AVAILABLE DATA section start

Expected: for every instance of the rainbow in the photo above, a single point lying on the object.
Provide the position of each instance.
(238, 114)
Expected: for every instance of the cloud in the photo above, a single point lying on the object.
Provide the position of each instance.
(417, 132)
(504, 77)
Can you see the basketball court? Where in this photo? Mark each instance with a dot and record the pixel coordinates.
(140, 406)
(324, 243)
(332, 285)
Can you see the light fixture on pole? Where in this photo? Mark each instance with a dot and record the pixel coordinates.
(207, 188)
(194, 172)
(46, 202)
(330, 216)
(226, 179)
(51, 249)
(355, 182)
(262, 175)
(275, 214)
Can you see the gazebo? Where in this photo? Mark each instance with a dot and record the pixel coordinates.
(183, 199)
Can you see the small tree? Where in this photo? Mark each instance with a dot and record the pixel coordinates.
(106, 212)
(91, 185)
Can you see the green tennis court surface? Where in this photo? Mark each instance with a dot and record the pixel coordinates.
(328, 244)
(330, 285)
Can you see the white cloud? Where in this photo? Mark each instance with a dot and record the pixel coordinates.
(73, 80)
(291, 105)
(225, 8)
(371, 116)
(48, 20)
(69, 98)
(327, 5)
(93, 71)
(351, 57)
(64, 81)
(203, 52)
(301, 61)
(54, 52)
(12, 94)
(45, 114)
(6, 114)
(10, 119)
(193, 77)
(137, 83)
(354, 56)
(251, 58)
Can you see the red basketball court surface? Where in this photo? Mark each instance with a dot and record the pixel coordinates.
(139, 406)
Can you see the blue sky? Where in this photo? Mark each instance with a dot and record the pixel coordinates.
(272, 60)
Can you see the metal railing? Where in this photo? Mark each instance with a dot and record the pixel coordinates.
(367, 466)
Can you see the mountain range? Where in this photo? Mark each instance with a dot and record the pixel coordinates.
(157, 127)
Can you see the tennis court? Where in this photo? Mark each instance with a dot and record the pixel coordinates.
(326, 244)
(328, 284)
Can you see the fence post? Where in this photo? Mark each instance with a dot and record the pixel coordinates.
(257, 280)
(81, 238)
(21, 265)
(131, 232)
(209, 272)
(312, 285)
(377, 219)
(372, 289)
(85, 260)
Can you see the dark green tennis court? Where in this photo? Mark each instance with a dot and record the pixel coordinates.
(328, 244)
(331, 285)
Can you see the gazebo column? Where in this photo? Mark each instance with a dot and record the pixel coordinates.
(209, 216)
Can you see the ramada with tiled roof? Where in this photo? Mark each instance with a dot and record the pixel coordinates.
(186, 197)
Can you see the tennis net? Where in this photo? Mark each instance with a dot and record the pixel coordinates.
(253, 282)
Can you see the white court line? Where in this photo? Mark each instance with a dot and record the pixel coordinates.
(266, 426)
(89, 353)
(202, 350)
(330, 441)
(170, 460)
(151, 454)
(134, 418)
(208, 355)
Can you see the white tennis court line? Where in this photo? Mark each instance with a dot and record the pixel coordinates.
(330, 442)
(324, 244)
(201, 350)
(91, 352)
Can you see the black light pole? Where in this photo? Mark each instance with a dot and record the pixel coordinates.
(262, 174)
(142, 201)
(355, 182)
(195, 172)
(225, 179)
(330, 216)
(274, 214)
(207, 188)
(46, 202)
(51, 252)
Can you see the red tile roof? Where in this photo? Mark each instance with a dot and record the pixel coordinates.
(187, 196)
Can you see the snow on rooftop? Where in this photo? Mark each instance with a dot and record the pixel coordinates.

AVAILABLE DATA section end

> **WHAT THE TASK ASKS**
All lines from the one with "Can you see the red tile" through the end of the material above are to be printed exactly, and only those.

> **YOUR SOLUTION**
Can you see the red tile roof? Where in this photo? Mark each instance with a dot and record the pixel coordinates.
(187, 196)
Can you see the snow on rooftop? Where in this photo? Mark each instance with a dot and record the pixel coordinates.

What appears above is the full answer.